**Tarefa**.
Responda às seguintes perguntas com base no excerto.
1. Que sinal indica a psicóloga Alexandra Anciães como um dos reveladores de que alguma coisa não está bem?
2. Que local é dado como exemplo dos sítios mais isolados para onde as crianças às vezes vão?
3. Além dos pais, por onde pode também passar a prevenção?

**Excerto**.
· · · · · · ·

Quais são os sinais a que os pais devem estar alerta

Apesar das crianças serem diferentes entre si, há alguns sinais, que a psicóloga Alexandra Anciães, considera reveladores de que alguma coisa não está bem. E o “isolamento” é um deles.

O que é que estes indivíduos fazem? Geralmente tentam isolar a criança. O que é que eles dizem? ‘fecha-te no quarto, ou num determinado sítio’. Às vezes, as crianças vão para locais mais isolados, como a casa de banho e estão lá bastante tempo dentro”. Ou seja, “perceber que a criança começa a ficar demasiado isolada, que não fechava a porta do quarto e passou a fechar”.

Além disso, devem estar atentos, a crianças que “mostram alguns sinais de tristeza, de irritabilidade”. Mas podem ser também alterações nos padrões de sono, de alimentações, começar com medos, comportamentos regressivos ou de chamada de atenção”.

Em situações mais graves podem surgir “auto lesões, começar com uma depressão” ou até surgir uma “intenção suicida”.

“Na adolescência já é demasiado tarde para se falar disso”

A prevenção continua a ser uma das melhores formas de proteger as crianças. Este é um papel que cabe aos pais, mas também pode passar pela educação nas escolas e por campanhas de alerta.

· · · · · · ·

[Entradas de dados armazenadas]
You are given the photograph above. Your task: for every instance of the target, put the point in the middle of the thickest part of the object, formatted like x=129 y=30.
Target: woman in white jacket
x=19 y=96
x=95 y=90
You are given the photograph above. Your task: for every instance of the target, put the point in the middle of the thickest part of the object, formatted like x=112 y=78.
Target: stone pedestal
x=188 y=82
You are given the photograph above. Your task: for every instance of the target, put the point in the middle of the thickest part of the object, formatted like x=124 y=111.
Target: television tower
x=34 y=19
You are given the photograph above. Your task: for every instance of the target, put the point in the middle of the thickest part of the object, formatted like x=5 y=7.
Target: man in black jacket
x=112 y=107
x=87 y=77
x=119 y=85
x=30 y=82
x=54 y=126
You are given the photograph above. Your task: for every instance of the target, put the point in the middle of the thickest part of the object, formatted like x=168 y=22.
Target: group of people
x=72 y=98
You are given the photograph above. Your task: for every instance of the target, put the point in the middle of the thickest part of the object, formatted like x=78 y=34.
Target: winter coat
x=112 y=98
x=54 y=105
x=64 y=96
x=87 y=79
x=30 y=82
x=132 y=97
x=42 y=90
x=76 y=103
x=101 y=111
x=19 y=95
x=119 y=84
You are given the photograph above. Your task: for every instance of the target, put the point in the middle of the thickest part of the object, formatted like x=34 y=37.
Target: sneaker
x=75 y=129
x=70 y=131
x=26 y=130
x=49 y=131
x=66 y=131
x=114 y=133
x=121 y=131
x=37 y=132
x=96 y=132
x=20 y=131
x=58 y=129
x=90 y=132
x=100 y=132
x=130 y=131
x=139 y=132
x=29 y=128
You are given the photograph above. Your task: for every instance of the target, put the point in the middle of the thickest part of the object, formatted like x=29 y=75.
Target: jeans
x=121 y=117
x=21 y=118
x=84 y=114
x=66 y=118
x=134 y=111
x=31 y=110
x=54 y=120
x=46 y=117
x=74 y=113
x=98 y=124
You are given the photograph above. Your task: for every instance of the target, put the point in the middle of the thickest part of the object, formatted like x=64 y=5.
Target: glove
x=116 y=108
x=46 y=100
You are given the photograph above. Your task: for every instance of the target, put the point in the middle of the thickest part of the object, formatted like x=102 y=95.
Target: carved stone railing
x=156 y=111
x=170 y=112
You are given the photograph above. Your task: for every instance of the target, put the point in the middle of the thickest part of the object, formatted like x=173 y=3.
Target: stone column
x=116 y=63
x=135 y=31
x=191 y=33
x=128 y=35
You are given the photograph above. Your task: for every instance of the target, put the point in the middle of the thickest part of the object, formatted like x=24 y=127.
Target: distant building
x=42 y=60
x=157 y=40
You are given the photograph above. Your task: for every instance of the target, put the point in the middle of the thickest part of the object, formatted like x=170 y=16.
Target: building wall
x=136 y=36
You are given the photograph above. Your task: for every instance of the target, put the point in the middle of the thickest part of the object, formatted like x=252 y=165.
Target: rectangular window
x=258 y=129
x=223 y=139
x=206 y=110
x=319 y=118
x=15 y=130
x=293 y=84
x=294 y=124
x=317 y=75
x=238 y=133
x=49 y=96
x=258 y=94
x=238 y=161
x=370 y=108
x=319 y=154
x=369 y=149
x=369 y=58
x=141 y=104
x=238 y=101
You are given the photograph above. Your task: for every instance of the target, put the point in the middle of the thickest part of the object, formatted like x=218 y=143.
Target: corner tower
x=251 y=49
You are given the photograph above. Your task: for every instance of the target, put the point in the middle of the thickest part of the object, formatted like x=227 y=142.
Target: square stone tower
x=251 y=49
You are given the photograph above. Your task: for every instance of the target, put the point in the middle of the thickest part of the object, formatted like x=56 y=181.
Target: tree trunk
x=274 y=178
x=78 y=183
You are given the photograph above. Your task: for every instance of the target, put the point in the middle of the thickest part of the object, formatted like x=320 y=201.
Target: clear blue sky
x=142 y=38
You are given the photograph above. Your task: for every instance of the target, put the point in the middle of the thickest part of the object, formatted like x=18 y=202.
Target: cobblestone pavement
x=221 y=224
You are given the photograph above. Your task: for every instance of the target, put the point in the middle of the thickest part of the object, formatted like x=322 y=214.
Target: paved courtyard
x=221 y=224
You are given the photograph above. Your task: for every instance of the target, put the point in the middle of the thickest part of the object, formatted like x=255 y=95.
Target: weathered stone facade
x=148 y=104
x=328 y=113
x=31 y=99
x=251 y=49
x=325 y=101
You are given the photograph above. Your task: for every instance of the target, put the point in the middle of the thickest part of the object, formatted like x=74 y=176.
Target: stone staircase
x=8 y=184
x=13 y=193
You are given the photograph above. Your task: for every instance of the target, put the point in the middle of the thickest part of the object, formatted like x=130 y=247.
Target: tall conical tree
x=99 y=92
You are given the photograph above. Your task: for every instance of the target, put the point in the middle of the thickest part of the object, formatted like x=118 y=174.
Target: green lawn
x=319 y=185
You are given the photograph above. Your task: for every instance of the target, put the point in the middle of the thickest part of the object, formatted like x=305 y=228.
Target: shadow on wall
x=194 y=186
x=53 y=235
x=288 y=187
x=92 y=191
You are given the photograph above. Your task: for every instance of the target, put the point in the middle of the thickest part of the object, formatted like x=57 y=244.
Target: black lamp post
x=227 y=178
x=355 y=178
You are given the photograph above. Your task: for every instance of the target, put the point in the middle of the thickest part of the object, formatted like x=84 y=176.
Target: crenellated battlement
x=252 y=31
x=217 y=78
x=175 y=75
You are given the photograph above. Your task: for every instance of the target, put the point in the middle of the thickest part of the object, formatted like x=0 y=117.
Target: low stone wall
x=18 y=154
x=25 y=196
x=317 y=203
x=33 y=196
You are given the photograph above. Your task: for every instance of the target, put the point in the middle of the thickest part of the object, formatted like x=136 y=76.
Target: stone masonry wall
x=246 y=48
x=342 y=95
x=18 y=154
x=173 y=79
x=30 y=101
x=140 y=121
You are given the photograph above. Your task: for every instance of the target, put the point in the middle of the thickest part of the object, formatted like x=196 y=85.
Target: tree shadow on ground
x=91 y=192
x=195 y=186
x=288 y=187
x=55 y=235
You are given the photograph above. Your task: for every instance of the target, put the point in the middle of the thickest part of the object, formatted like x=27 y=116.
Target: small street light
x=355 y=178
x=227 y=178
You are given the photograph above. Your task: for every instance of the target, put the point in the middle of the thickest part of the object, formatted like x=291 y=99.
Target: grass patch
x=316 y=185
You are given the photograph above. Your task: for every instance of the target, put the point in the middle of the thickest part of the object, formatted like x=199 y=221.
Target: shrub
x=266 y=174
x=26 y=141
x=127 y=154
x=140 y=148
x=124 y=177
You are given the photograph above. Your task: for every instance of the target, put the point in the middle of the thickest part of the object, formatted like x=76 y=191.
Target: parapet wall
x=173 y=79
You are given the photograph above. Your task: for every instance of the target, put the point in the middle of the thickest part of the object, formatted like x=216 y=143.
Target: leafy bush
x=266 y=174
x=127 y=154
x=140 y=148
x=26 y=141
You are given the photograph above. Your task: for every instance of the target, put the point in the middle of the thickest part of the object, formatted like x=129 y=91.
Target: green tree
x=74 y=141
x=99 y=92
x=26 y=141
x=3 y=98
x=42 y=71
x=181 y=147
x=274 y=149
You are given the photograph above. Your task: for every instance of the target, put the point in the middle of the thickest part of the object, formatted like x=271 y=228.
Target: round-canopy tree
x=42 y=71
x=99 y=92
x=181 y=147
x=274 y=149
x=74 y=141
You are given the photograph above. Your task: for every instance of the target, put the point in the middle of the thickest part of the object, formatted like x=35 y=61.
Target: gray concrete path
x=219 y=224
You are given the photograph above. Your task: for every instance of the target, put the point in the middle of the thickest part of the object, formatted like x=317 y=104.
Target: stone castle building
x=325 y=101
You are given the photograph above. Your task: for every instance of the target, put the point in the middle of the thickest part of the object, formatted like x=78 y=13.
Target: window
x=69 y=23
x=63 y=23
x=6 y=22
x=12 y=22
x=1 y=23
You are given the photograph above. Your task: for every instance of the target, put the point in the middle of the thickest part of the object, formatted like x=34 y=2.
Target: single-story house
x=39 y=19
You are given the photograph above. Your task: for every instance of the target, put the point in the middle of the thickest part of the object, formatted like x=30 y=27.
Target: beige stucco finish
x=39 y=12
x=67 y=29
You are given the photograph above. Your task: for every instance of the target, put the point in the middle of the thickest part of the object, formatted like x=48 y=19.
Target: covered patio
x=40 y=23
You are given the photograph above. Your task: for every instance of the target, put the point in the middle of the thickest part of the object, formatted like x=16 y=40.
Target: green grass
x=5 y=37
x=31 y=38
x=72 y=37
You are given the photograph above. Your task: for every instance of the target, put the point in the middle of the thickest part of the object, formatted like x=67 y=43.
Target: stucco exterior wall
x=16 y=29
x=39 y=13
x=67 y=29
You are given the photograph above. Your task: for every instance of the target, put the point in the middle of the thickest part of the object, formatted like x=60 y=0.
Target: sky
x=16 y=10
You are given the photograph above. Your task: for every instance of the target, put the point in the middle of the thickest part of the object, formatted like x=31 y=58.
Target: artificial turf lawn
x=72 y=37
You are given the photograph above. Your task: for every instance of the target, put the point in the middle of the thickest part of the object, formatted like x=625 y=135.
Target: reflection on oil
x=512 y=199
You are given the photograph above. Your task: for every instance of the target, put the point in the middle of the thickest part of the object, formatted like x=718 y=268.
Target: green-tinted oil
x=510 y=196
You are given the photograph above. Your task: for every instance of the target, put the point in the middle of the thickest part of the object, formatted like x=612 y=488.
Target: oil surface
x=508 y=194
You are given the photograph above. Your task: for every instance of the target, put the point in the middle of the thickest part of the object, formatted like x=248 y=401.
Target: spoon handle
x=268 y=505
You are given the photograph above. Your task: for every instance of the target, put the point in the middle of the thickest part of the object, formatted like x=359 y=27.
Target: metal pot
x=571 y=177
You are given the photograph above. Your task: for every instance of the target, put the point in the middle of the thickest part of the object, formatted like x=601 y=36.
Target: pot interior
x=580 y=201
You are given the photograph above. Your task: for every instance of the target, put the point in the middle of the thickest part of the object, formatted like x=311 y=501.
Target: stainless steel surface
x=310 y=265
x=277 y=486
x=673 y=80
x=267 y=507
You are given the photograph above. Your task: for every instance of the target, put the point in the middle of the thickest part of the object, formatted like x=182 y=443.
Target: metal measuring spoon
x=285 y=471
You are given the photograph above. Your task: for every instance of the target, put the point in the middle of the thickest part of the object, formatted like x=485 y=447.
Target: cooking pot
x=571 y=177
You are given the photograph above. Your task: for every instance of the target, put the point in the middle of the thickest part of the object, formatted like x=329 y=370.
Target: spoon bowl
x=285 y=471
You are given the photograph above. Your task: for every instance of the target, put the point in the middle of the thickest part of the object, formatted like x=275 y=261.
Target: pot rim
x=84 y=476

· · · · · · ·

**Resposta**.
1. O isolamento.
2. A casa de banho.
3. Pela educação nas escolas e por campanhas de alerta.